§ **Aim of the exercise**: Copy the entries below exactly. Images do not belong in the copy.
*** Opening Data for the task ***
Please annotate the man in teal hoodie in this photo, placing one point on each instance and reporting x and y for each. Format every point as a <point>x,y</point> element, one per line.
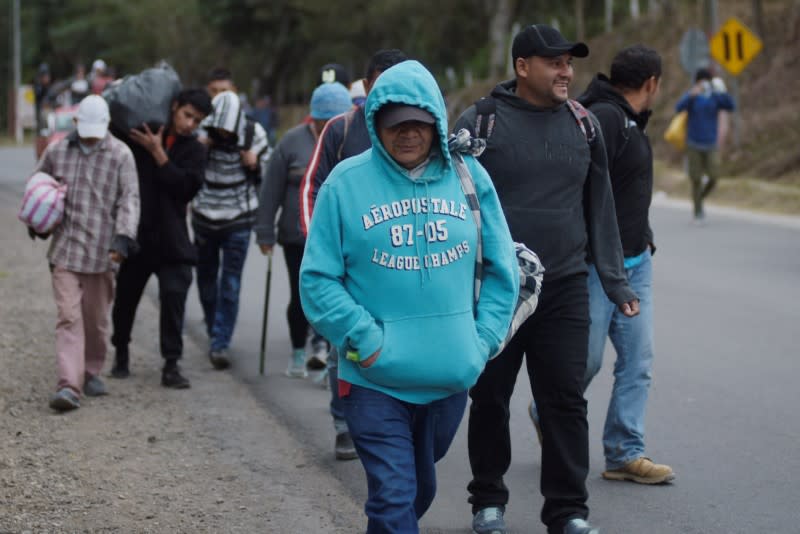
<point>388,277</point>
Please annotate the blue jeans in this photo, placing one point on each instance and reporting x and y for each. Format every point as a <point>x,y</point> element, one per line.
<point>632,337</point>
<point>398,444</point>
<point>219,291</point>
<point>337,410</point>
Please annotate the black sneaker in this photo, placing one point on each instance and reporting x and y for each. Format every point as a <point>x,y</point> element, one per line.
<point>120,369</point>
<point>219,359</point>
<point>93,386</point>
<point>344,448</point>
<point>579,526</point>
<point>171,377</point>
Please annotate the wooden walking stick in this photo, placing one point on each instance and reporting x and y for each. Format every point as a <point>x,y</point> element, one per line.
<point>266,315</point>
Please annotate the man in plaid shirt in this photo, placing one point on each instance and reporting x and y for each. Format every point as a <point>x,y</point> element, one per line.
<point>101,213</point>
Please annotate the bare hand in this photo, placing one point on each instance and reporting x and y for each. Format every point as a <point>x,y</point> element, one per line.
<point>630,309</point>
<point>369,361</point>
<point>152,142</point>
<point>249,159</point>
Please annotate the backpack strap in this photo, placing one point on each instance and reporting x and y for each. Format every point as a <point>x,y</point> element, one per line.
<point>468,186</point>
<point>348,120</point>
<point>625,125</point>
<point>249,133</point>
<point>485,118</point>
<point>584,120</point>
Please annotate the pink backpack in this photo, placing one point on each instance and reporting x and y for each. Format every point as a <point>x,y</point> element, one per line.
<point>43,203</point>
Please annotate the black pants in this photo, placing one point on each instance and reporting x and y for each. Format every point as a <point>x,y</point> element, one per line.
<point>554,342</point>
<point>298,324</point>
<point>173,286</point>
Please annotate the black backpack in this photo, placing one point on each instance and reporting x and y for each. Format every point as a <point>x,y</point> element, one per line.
<point>486,108</point>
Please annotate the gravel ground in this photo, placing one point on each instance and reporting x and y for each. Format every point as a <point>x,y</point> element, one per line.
<point>143,458</point>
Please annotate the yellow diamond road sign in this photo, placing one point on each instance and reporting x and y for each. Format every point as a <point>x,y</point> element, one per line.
<point>734,46</point>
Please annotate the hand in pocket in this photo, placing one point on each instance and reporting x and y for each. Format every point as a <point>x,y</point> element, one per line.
<point>371,360</point>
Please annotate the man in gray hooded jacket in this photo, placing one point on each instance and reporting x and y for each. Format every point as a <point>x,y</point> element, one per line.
<point>547,160</point>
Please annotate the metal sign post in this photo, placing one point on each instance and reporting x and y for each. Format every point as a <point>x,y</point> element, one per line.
<point>734,46</point>
<point>17,71</point>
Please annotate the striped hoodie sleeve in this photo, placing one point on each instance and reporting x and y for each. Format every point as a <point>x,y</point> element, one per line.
<point>323,160</point>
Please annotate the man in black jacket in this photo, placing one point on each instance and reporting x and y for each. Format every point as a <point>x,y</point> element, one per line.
<point>171,164</point>
<point>622,105</point>
<point>547,160</point>
<point>344,136</point>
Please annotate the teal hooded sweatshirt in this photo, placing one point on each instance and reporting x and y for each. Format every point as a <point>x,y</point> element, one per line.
<point>389,262</point>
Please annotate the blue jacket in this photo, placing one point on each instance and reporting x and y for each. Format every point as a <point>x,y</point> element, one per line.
<point>389,263</point>
<point>701,131</point>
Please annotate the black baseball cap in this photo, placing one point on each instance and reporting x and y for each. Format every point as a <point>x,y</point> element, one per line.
<point>392,114</point>
<point>545,41</point>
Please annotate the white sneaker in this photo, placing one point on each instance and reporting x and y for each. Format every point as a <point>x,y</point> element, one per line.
<point>297,364</point>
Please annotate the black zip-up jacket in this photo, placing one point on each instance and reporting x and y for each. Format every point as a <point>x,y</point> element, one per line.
<point>165,194</point>
<point>630,162</point>
<point>554,188</point>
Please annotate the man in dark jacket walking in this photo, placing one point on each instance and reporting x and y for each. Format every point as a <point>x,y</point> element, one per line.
<point>622,105</point>
<point>170,163</point>
<point>547,160</point>
<point>280,192</point>
<point>344,136</point>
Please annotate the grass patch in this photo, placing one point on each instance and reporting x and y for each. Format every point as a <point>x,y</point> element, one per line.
<point>777,197</point>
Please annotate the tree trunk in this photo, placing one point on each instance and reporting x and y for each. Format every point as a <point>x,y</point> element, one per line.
<point>499,28</point>
<point>634,9</point>
<point>580,29</point>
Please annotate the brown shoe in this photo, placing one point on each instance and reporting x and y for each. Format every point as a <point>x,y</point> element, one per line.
<point>643,471</point>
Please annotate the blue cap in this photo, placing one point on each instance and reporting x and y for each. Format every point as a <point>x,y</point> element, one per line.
<point>329,100</point>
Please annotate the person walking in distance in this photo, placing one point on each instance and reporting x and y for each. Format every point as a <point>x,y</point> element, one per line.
<point>703,103</point>
<point>344,136</point>
<point>281,191</point>
<point>223,214</point>
<point>547,160</point>
<point>98,231</point>
<point>171,165</point>
<point>622,104</point>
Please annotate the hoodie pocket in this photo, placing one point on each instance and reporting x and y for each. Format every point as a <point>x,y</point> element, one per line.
<point>423,353</point>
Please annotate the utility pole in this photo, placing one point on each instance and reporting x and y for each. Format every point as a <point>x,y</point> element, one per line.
*** Closing Data for the task ***
§ **Exercise solution**:
Please annotate the man in teal hoodie in this photo, placing one point on each instance and reporting x and y for each. Format every point as a <point>x,y</point> element, one per line.
<point>388,277</point>
Please annotate the blue jeans in this photo, placing one point on each instance and reporting x and y for each. Format every point as a <point>x,y</point> element, one per line.
<point>632,337</point>
<point>398,444</point>
<point>219,291</point>
<point>337,410</point>
Please annotate the black sneaker in this photo, placing one point on each instance and reporting x and y for each. Format every point as a <point>x,y</point> element, one per line.
<point>120,369</point>
<point>219,359</point>
<point>93,386</point>
<point>344,448</point>
<point>579,526</point>
<point>171,377</point>
Please annotate the wooden walking stick in this photo, placing one point on each instance and reporting x and y for each. Format every point as a <point>x,y</point> element, one per line.
<point>266,315</point>
Please annotate the man in plaid shirt in this photo, placing one point on each instance and reporting x and y for each. Format every point as a <point>x,y</point> element, one per line.
<point>101,213</point>
Please annotate the bare hand in this photo, placing one point on each instance and reporting x and y for each. Format every point as a <point>x,y</point> element, one per line.
<point>630,309</point>
<point>369,361</point>
<point>152,142</point>
<point>249,159</point>
Please annotate the backpack strap in this photo, placing one point on each instance and reporting x and y for each. Format every point as a <point>x,y</point> element, one per line.
<point>468,186</point>
<point>348,120</point>
<point>625,125</point>
<point>249,133</point>
<point>485,118</point>
<point>584,120</point>
Please annotate the pink backpack in this photo, placing one point on each instance and reporting x and y for each. Format every point as a <point>x,y</point> element, one per line.
<point>43,203</point>
Please annotate the black pants in this photo, placing one point on each instance and reporting x and y for each. Format every point as a <point>x,y</point> element, one per line.
<point>554,342</point>
<point>298,324</point>
<point>173,286</point>
Please annotate the black backpack in this photo, placing one point on each instance and reporting x and y for each. Format every point as a <point>x,y</point> element, one per line.
<point>486,108</point>
Please annotate the gravel ground in this photo, placing one point on each instance and reporting x and y for each. Format every point as a <point>x,y</point> element, one per line.
<point>143,458</point>
Please annotate the yellow diamond road sign in this photo, placing one point on each instance and reporting x and y for each. Format every point as a <point>x,y</point> element, one per line.
<point>734,46</point>
Please annotate the hand in pocket in this photo, placing one point on each instance and reporting x and y for each. Format every point as a <point>x,y</point> element, one per line.
<point>371,360</point>
Please annotate the man in gray hooded jacket in this photo, placing one point on each instance and reporting x and y for each. Format every point as a <point>x,y</point> element, one per line.
<point>547,160</point>
Please annotate the metal sign post in this photo, placing one point on each instance and reporting x and y for each. Format every point as a <point>x,y</point> element, one per line.
<point>734,46</point>
<point>17,71</point>
Please annotate the striped hoodie sleeve in this photo, placing one point on each instance and reporting x and y for each. Format every point as a <point>x,y</point> element, one per line.
<point>323,160</point>
Please annotate the man in black jacket in this photo, placing one point on each instance and reporting x and y for each. Format every point as a <point>x,y</point> element, one per line.
<point>171,164</point>
<point>622,105</point>
<point>547,160</point>
<point>344,136</point>
Please annotate the teal hooded sweatshirt in this photo, placing one point on each instance and reporting x and y for each. Format every point as a <point>x,y</point> element, one per line.
<point>389,262</point>
Please annotate the blue jacket in this photo, placing one point on each instance and reporting x and y for each. Format every point as a <point>x,y</point> element, one per line.
<point>389,263</point>
<point>701,131</point>
Please annotate the black baseball cap in this photo, placing one point on each instance and reporting x and y for each. Format every point as a <point>x,y</point> element, one per line.
<point>392,114</point>
<point>545,41</point>
Please annotate the white sneaker in this photo, placing one point on each instance and reporting x and y for each. Format every point as a <point>x,y</point> element, one per line.
<point>297,364</point>
Please annotate the black zip-up jacket in this photo, placing one point on each instance and reporting x and y for each. Format every point as a <point>x,y</point> element, one per line.
<point>165,194</point>
<point>630,162</point>
<point>554,188</point>
Please annotate the man in dark jacket walking in this photo, placing one point on each instance and reporting x and y for each. Format every point as a <point>x,y</point> element, one per line.
<point>622,105</point>
<point>170,163</point>
<point>547,160</point>
<point>280,192</point>
<point>344,136</point>
Please annotate the grass patch in this photo, placing one point on each instance and reporting x and y for each. Format every point as a <point>x,y</point> element, one per line.
<point>777,197</point>
Please annotate the tree trunk in this photo, placing one point on each instance and reporting x and y for each. Format every point as a <point>x,y</point> element, one per line.
<point>499,28</point>
<point>634,9</point>
<point>580,29</point>
Please annotate the brown shoe in this photo, placing one point on each instance and reporting x and y for each. Format every point as a <point>x,y</point> element, one per line.
<point>643,471</point>
Please annotate the blue cap in this photo, placing one point on each instance and reporting x and y for each. Format every point as a <point>x,y</point> element, one per line.
<point>329,100</point>
Please annotate the person walking in distance in this photo, placing one point on each instance and reporting x and y for each. Format every point as a <point>x,y</point> element, one per line.
<point>703,103</point>
<point>344,136</point>
<point>281,191</point>
<point>223,214</point>
<point>547,160</point>
<point>98,231</point>
<point>171,165</point>
<point>622,104</point>
Please annotate the hoodie pocket in this photo, placing one point on each instance and reporting x and y for each. Format every point as a <point>x,y</point> element, one per line.
<point>423,353</point>
Please annotate the utility pole in this photo, placing one point on each instance and reporting x and y for each. Format every point as a <point>x,y</point> element, one per line.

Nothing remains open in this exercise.